**Exercise description**
Present exactly, and only, the lines running from the line that contains "Get burgundy sweater" through the end of the entries below.

**Dataset entries**
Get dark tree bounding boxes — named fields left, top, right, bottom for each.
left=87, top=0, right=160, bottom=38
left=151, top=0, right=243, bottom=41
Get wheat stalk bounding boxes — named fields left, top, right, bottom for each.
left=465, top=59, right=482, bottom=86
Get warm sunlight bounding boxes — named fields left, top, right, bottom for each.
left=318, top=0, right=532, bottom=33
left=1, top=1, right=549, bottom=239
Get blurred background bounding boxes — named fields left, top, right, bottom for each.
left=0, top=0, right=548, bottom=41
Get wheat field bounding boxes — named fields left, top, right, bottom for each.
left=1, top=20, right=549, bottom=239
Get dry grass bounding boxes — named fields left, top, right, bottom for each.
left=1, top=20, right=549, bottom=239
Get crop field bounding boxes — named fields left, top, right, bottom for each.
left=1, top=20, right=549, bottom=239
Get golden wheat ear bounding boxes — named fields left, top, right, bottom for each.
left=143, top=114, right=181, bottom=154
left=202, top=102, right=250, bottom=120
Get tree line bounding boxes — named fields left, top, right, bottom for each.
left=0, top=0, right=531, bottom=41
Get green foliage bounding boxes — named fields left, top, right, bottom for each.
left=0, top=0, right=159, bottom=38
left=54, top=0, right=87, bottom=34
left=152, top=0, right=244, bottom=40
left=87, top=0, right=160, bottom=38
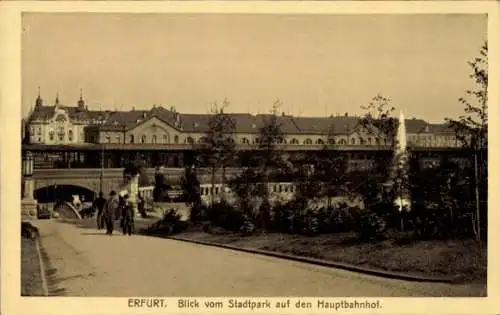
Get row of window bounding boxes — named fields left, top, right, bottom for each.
left=97, top=133, right=462, bottom=147
left=103, top=134, right=181, bottom=144
left=200, top=183, right=297, bottom=196
left=99, top=134, right=392, bottom=146
left=46, top=129, right=84, bottom=142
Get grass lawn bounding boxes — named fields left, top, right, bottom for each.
left=171, top=227, right=486, bottom=284
left=21, top=238, right=45, bottom=296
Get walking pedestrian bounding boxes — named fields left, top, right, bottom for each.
left=102, top=191, right=119, bottom=235
left=121, top=194, right=135, bottom=236
left=137, top=193, right=147, bottom=218
left=93, top=192, right=107, bottom=229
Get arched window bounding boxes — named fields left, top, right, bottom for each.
left=339, top=138, right=346, bottom=145
left=359, top=137, right=365, bottom=145
left=129, top=135, right=135, bottom=143
left=198, top=137, right=207, bottom=144
left=174, top=135, right=179, bottom=144
left=141, top=135, right=147, bottom=143
left=186, top=137, right=194, bottom=144
left=242, top=137, right=249, bottom=144
left=316, top=139, right=324, bottom=145
left=152, top=135, right=157, bottom=144
left=328, top=138, right=335, bottom=145
left=163, top=134, right=169, bottom=144
left=291, top=138, right=299, bottom=144
left=49, top=129, right=55, bottom=141
left=37, top=127, right=42, bottom=135
left=57, top=126, right=65, bottom=141
left=68, top=130, right=73, bottom=141
left=368, top=137, right=372, bottom=145
left=351, top=138, right=356, bottom=145
left=304, top=138, right=312, bottom=145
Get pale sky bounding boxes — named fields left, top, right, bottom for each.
left=22, top=13, right=487, bottom=122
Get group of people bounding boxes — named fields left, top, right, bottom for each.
left=92, top=191, right=136, bottom=236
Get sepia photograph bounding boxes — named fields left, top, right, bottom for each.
left=12, top=5, right=491, bottom=303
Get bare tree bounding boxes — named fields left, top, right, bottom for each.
left=256, top=99, right=287, bottom=230
left=446, top=41, right=488, bottom=242
left=357, top=94, right=398, bottom=208
left=359, top=94, right=398, bottom=146
left=201, top=99, right=236, bottom=206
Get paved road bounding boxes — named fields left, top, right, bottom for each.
left=35, top=219, right=485, bottom=297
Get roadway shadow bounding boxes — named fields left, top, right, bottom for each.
left=39, top=242, right=68, bottom=297
left=80, top=232, right=111, bottom=236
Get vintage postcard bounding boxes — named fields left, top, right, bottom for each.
left=1, top=1, right=499, bottom=315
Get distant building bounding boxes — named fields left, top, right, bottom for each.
left=25, top=90, right=107, bottom=145
left=24, top=91, right=461, bottom=148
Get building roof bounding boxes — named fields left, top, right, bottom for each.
left=28, top=102, right=455, bottom=136
left=29, top=104, right=109, bottom=123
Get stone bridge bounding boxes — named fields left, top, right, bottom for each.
left=32, top=167, right=243, bottom=196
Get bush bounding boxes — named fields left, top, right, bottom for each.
left=144, top=209, right=188, bottom=236
left=207, top=201, right=246, bottom=232
left=239, top=216, right=256, bottom=236
left=327, top=203, right=361, bottom=233
left=189, top=203, right=207, bottom=223
left=354, top=209, right=387, bottom=241
left=298, top=209, right=321, bottom=236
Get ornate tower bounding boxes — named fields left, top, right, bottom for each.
left=35, top=87, right=43, bottom=108
left=77, top=88, right=85, bottom=111
left=55, top=92, right=61, bottom=108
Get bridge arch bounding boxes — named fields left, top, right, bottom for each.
left=34, top=184, right=97, bottom=203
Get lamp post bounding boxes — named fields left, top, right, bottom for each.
left=100, top=141, right=104, bottom=194
left=97, top=122, right=105, bottom=194
left=21, top=151, right=38, bottom=217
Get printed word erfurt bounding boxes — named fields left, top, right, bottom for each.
left=128, top=298, right=167, bottom=308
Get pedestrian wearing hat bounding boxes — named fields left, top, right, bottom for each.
left=121, top=194, right=135, bottom=236
left=102, top=191, right=119, bottom=235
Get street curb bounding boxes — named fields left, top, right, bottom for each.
left=167, top=236, right=459, bottom=284
left=35, top=237, right=49, bottom=296
left=22, top=219, right=49, bottom=296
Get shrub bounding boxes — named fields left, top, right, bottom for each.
left=189, top=203, right=207, bottom=223
left=203, top=222, right=212, bottom=233
left=354, top=209, right=387, bottom=241
left=144, top=209, right=188, bottom=236
left=207, top=201, right=246, bottom=232
left=298, top=209, right=321, bottom=236
left=239, top=216, right=256, bottom=236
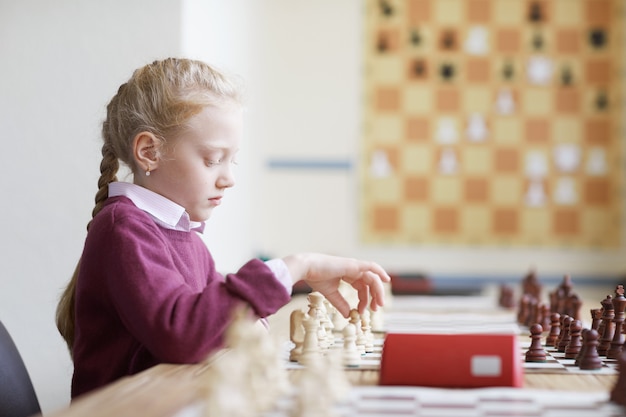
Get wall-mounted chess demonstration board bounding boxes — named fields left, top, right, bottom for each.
left=360, top=0, right=625, bottom=248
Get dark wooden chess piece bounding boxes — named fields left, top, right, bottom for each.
left=522, top=269, right=542, bottom=300
left=608, top=285, right=626, bottom=359
left=525, top=324, right=547, bottom=363
left=555, top=314, right=569, bottom=349
left=565, top=320, right=583, bottom=359
left=598, top=295, right=615, bottom=356
left=591, top=308, right=602, bottom=331
left=558, top=316, right=573, bottom=353
left=575, top=328, right=589, bottom=366
left=579, top=329, right=603, bottom=370
left=498, top=284, right=515, bottom=309
left=545, top=312, right=560, bottom=347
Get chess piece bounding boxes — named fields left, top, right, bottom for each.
left=498, top=284, right=515, bottom=309
left=349, top=309, right=366, bottom=355
left=525, top=180, right=547, bottom=207
left=299, top=313, right=321, bottom=366
left=466, top=113, right=488, bottom=142
left=521, top=269, right=542, bottom=300
left=464, top=26, right=488, bottom=55
left=525, top=151, right=548, bottom=179
left=575, top=328, right=589, bottom=366
left=369, top=149, right=393, bottom=178
left=438, top=148, right=458, bottom=175
left=289, top=309, right=305, bottom=362
left=591, top=308, right=602, bottom=331
left=555, top=314, right=569, bottom=350
left=558, top=316, right=573, bottom=352
left=307, top=292, right=329, bottom=349
left=608, top=285, right=626, bottom=359
left=598, top=295, right=616, bottom=356
left=495, top=88, right=515, bottom=114
left=342, top=322, right=361, bottom=368
left=565, top=319, right=583, bottom=359
left=361, top=309, right=375, bottom=353
left=545, top=312, right=560, bottom=347
left=579, top=329, right=603, bottom=370
left=527, top=56, right=553, bottom=85
left=525, top=324, right=547, bottom=362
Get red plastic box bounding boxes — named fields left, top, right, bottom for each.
left=379, top=333, right=523, bottom=388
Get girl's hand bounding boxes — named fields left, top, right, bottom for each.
left=282, top=253, right=391, bottom=318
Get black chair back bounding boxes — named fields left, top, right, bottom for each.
left=0, top=321, right=41, bottom=417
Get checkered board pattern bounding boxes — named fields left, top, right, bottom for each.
left=360, top=0, right=625, bottom=247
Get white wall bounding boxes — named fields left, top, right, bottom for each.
left=1, top=0, right=625, bottom=414
left=0, top=0, right=182, bottom=412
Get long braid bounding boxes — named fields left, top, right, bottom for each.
left=56, top=107, right=121, bottom=353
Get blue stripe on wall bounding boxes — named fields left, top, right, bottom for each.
left=267, top=158, right=353, bottom=170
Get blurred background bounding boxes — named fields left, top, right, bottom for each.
left=0, top=0, right=624, bottom=413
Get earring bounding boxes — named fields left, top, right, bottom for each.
left=145, top=164, right=151, bottom=176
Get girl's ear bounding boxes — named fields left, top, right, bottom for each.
left=132, top=132, right=161, bottom=173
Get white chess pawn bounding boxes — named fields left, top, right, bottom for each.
left=495, top=88, right=515, bottom=114
left=466, top=113, right=488, bottom=142
left=526, top=55, right=554, bottom=85
left=369, top=307, right=384, bottom=332
left=438, top=148, right=458, bottom=175
left=321, top=299, right=335, bottom=346
left=554, top=144, right=581, bottom=173
left=342, top=322, right=361, bottom=368
left=464, top=26, right=489, bottom=55
left=369, top=149, right=393, bottom=178
left=525, top=151, right=548, bottom=179
left=289, top=309, right=305, bottom=362
left=525, top=180, right=547, bottom=207
left=349, top=309, right=366, bottom=355
left=360, top=309, right=375, bottom=353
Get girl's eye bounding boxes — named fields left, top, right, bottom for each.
left=206, top=159, right=222, bottom=166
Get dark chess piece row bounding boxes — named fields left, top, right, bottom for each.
left=525, top=285, right=626, bottom=371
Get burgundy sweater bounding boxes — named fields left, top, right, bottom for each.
left=71, top=196, right=290, bottom=398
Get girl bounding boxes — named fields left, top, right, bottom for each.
left=56, top=58, right=390, bottom=398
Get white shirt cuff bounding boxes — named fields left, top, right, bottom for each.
left=265, top=258, right=293, bottom=295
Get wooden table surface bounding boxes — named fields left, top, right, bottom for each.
left=42, top=285, right=621, bottom=417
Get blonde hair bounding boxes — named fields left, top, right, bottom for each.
left=56, top=58, right=242, bottom=353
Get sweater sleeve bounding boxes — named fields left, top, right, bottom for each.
left=86, top=205, right=290, bottom=363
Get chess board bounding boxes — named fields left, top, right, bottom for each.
left=360, top=0, right=625, bottom=248
left=283, top=336, right=384, bottom=371
left=521, top=339, right=619, bottom=375
left=259, top=386, right=622, bottom=417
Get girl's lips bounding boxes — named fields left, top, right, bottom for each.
left=209, top=197, right=222, bottom=206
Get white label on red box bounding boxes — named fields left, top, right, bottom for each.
left=471, top=355, right=502, bottom=377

**Your response**
Get burgundy sweater bounding boxes — named fields left, top, right, bottom for each.
left=71, top=196, right=290, bottom=398
Get girl bounding boxes — named fields left, top, right, bottom for each.
left=56, top=58, right=390, bottom=398
Get white shirt cuff bounding boxes — named fields left, top, right, bottom for each.
left=265, top=258, right=293, bottom=295
Get wooden table surface bounding boxes — named fields left, top, right, bottom for each.
left=42, top=285, right=621, bottom=417
Get blonde hair bounding boxes — named fields left, top, right, bottom for each.
left=56, top=58, right=242, bottom=353
Get sweater sleeve bounding boxes — named fields left, top, right, bottom for each.
left=86, top=205, right=290, bottom=363
Get chess board bounding boxes — named fields left, top, right, bottom for each.
left=360, top=0, right=625, bottom=248
left=283, top=336, right=384, bottom=371
left=521, top=339, right=619, bottom=375
left=259, top=386, right=622, bottom=417
Get girl's lips bounding boxes — named fields left, top, right, bottom for each.
left=209, top=197, right=222, bottom=206
Get white label on red box bounding boxes — named fields left, top, right, bottom for each.
left=471, top=355, right=502, bottom=377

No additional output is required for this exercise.